-- Exercise data follows --

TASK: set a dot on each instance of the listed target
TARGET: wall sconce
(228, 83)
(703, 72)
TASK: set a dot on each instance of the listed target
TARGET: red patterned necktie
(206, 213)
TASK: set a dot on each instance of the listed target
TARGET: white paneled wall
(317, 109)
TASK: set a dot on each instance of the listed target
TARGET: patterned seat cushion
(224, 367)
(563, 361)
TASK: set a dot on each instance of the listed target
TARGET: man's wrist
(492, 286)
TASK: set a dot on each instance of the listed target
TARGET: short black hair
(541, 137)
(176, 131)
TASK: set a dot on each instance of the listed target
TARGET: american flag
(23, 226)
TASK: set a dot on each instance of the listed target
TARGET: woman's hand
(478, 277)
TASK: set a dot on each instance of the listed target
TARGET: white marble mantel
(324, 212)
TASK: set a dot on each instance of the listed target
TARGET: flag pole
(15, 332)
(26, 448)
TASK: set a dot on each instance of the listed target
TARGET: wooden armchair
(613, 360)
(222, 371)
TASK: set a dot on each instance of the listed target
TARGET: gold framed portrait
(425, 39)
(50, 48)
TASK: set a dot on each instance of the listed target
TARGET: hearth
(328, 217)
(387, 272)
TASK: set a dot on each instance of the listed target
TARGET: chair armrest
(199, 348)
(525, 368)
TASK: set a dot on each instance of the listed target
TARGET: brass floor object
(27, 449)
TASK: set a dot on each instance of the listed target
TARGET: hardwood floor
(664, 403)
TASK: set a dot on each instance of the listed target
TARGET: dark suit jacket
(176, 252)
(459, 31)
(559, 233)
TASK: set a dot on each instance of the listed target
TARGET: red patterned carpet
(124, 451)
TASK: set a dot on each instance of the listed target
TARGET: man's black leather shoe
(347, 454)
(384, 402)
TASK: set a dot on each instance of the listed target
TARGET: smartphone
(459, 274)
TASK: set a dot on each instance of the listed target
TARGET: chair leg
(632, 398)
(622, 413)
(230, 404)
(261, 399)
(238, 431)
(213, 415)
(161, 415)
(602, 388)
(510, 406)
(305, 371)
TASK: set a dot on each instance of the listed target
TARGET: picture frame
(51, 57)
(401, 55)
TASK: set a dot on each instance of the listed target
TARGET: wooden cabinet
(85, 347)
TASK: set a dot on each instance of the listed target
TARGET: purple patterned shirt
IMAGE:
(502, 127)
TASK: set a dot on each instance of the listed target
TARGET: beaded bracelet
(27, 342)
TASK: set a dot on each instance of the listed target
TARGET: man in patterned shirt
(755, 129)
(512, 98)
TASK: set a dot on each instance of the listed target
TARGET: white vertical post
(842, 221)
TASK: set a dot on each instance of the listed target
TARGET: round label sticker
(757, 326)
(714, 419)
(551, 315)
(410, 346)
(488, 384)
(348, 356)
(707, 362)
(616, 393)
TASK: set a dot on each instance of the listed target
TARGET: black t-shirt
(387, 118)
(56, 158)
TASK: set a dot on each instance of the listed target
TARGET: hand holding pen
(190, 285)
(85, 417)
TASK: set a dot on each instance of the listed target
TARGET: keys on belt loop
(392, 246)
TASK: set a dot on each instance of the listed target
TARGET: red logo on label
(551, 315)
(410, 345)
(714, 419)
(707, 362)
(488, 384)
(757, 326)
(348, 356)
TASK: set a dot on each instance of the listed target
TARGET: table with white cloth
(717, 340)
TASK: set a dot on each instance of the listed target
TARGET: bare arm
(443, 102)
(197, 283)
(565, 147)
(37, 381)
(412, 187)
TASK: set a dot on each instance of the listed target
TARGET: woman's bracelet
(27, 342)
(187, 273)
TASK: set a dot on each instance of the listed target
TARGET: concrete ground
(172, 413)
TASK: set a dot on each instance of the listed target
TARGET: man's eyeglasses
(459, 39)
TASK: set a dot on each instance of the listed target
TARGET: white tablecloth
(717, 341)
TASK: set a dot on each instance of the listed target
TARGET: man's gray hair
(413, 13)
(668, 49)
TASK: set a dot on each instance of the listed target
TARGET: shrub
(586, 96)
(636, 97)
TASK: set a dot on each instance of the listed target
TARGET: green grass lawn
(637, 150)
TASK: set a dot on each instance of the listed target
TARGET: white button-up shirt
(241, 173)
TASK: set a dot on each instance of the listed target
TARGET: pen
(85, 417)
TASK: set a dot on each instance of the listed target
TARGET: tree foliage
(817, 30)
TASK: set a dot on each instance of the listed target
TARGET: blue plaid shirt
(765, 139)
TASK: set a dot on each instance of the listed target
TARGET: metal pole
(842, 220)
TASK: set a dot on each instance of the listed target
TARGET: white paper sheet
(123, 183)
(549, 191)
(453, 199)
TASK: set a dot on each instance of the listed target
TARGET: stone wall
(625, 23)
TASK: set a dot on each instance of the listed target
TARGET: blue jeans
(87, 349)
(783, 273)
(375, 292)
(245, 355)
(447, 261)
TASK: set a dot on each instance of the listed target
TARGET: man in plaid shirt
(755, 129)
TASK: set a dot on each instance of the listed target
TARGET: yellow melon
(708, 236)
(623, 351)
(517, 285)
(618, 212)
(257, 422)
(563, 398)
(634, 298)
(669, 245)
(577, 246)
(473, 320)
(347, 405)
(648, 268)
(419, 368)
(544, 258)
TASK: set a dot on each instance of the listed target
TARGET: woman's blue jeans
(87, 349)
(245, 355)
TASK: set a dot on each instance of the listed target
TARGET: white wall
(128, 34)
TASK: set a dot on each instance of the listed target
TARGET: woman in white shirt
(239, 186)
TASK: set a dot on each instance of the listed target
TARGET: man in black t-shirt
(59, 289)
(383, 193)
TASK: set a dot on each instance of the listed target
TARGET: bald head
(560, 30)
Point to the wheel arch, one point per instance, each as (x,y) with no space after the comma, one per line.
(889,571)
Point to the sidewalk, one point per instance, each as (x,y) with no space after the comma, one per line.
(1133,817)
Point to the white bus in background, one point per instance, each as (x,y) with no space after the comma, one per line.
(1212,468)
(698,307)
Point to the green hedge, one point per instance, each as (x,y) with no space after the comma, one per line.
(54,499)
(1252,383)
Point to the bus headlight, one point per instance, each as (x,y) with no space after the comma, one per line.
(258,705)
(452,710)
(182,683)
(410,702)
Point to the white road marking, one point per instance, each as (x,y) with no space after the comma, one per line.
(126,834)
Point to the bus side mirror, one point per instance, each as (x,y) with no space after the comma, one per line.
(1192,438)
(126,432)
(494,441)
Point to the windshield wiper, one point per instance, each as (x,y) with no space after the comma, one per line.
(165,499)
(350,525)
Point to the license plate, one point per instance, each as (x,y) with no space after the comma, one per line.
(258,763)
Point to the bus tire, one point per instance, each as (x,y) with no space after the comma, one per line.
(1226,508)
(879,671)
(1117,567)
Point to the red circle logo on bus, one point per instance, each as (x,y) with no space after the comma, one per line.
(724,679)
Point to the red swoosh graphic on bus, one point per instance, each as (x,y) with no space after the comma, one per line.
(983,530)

-- Exercise data concluded --

- Exercise
Output all the lines above, matching them word for word.

- Answer area
TASK: set a dot on each instance of the listed target
TARGET: wall sconce
(228, 83)
(703, 72)
TASK: set a dot on each instance of the listed target
TARGET: red patterned necktie
(206, 213)
TASK: set a dot on each instance of the listed target
TARGET: white paneled wall
(317, 109)
TASK: set a dot on each instance of the listed target
TARGET: patterned seat cushion
(224, 367)
(563, 361)
TASK: set a dot on each instance of the listed target
TARGET: man's wrist
(492, 286)
TASK: set a dot on each instance of the listed target
TARGET: short black hair
(541, 137)
(176, 131)
TASK: set a dot on each instance of the listed target
TARGET: american flag
(23, 226)
TASK: set a dot on each instance of the listed target
TARGET: woman's hand
(478, 277)
TASK: set a dot on each instance of the listed target
TARGET: white marble mantel
(324, 212)
TASK: set a dot on each instance of the listed target
TARGET: flag pole
(15, 332)
(26, 448)
TASK: set a dot on each instance of the listed target
TARGET: wooden armchair
(613, 360)
(222, 371)
TASK: set a dot on each instance of the listed target
TARGET: gold framed portrait
(425, 39)
(50, 48)
TASK: set a dot on each instance of the listed target
TARGET: hearth
(328, 217)
(387, 272)
TASK: set a dot on each instance of the listed target
TARGET: chair armrest
(199, 348)
(525, 368)
TASK: set a dot on each instance of the listed target
TARGET: brass floor object
(27, 449)
TASK: set a dot on each instance of the listed target
TARGET: hardwood floor
(664, 403)
TASK: set a dot on each instance of the listed target
TARGET: dark suit jacket
(176, 252)
(459, 31)
(559, 233)
TASK: set a dot on each instance of the listed target
TARGET: red patterned carpet
(124, 451)
TASK: set a dot on each instance of the listed target
TARGET: man's black leather shoe
(347, 454)
(384, 402)
TASK: set a dot on each instance of the listed target
TARGET: smartphone
(459, 274)
TASK: set a dot on each instance of the listed target
TARGET: chair leg
(632, 398)
(622, 413)
(230, 404)
(261, 399)
(238, 431)
(213, 415)
(161, 415)
(602, 388)
(510, 406)
(305, 371)
TASK: set a dot on each instance of the listed target
TARGET: picture frame
(51, 57)
(401, 55)
TASK: set a dot on each instance of the listed target
TARGET: wooden cabinet
(85, 347)
TASK: set a dot on each instance of the listed target
TARGET: purple patterned shirt
IMAGE:
(502, 127)
TASK: set a dot on each instance of the listed target
TARGET: beaded bracelet
(27, 342)
TASK: set a dot on each instance of the listed target
TARGET: man in patterned shirt
(755, 129)
(512, 98)
TASK: set a dot on each instance of the listed target
TARGET: white vertical post
(842, 221)
TASK: set a dot on each instance of the listed target
TARGET: round label sticker
(757, 326)
(714, 419)
(551, 315)
(410, 346)
(488, 384)
(348, 356)
(707, 362)
(616, 393)
TASK: set a dot on each instance of the listed target
TARGET: black t-shirt
(387, 118)
(56, 158)
TASK: set a dot on each instance of the listed target
TARGET: hand holding pen
(190, 285)
(85, 417)
TASK: set a dot on each instance of the listed target
TARGET: keys on belt loop
(392, 246)
TASK: set a dot on each instance of the listed target
TARGET: red logo on label
(551, 315)
(410, 345)
(714, 419)
(707, 362)
(488, 384)
(757, 326)
(348, 356)
TASK: set a dot on each instance of the listed target
TARGET: table with white cloth
(717, 340)
TASK: set a dot on each instance of the listed target
TARGET: bare arm
(443, 102)
(197, 283)
(565, 147)
(37, 381)
(412, 187)
TASK: set a dot on each instance of the listed target
TARGET: woman's bracelet
(27, 342)
(187, 273)
TASK: set a dot on each instance of the listed target
TARGET: concrete ground
(172, 413)
TASK: set a dot on each instance of the listed target
TARGET: man's eyeglasses
(459, 39)
TASK: set a dot on each instance of the listed target
TARGET: white tablecloth
(717, 341)
TASK: set a dot on each instance of the listed target
TARGET: man's gray hair
(413, 13)
(668, 49)
TASK: set a dot on each instance of the listed target
TARGET: shrub
(586, 96)
(636, 97)
TASK: set a dot on each instance of the listed target
TARGET: green grass lawn
(637, 150)
TASK: set a dot on each instance of the listed target
TARGET: white button-up shirt
(241, 173)
TASK: set a dot on each instance of the listed target
TARGET: pen
(85, 417)
TASK: set a dot on each instance of the listed target
TARGET: tree foliage
(817, 30)
TASK: set a dot on each instance of the listed target
TARGET: blue plaid shirt
(765, 139)
TASK: set a dot on each instance of the listed target
TARGET: metal pole
(842, 220)
TASK: set a dot on each instance of the listed target
TARGET: white paper sheet
(123, 183)
(549, 191)
(453, 199)
TASK: set a dot on each instance of the listed target
TARGET: stone wall
(625, 23)
TASK: set a dot on each instance of the listed target
TARGET: blue jeans
(87, 349)
(783, 273)
(375, 292)
(245, 355)
(447, 261)
TASK: set a dot on each instance of the listed target
TARGET: man in plaid shirt
(755, 129)
TASK: set a dot on each instance of the listed target
TARGET: yellow melon
(708, 236)
(623, 351)
(517, 285)
(618, 212)
(257, 422)
(563, 398)
(634, 298)
(669, 245)
(577, 246)
(473, 320)
(347, 405)
(648, 268)
(419, 368)
(544, 258)
TASK: set a dot on each instance of the listed target
TARGET: woman's blue jeans
(87, 349)
(245, 355)
TASK: set a dot on each instance of the listed target
TARGET: white wall
(128, 34)
TASK: set a dot on each instance of the listed target
TARGET: woman in white shirt
(239, 186)
TASK: set a dot on each instance of the listed target
TARGET: man in black t-shirt
(59, 289)
(383, 193)
TASK: set a dot on each instance of the listed target
TARGET: bald head
(560, 30)
Point to the wheel arch, one point per instance, each as (x,y) with no space after the comma, one per line.
(889,571)
Point to the sidewalk, one point per instance, each as (x,y) with no space after the comma, one per line.
(1133,817)
Point to the white bus in background, one point per instance, each as (x,y) with no space after the comma, one per line.
(1212,468)
(698,307)
Point to the green hedge, one point per instance, each as (x,y) with no space after the comma, one per line.
(54,499)
(1252,383)
Point to the bus headlight, one point per instance, each as (x,y) with no space after the comma, one per line.
(258,705)
(452,710)
(182,683)
(410,702)
Point to the white road marking, one point per instance, each as (x,y) with no space after the comma, one per line.
(126,834)
Point to the bus side mirror, one point per instance, each as (x,y) with no space after the comma, one per line.
(1192,438)
(126,432)
(494,441)
Point to the windshield wiper, one point per instance, each as (x,y) with no space after the comma, one per line.
(165,499)
(350,525)
Point to the license plate, one point per instance, each as (x,y) with no space after the comma, one per line.
(258,763)
Point to the bus tire, one point per instance, each as (x,y) with no space after the comma, one per line.
(1226,508)
(879,671)
(1117,567)
Point to the red circle logo on bus, one point per instance, each as (x,y) with no space after the comma, one per line.
(724,679)
Point to the red swoosh graphic on bus, one point per instance, each as (x,y) with no space after the comma, one per line.
(983,530)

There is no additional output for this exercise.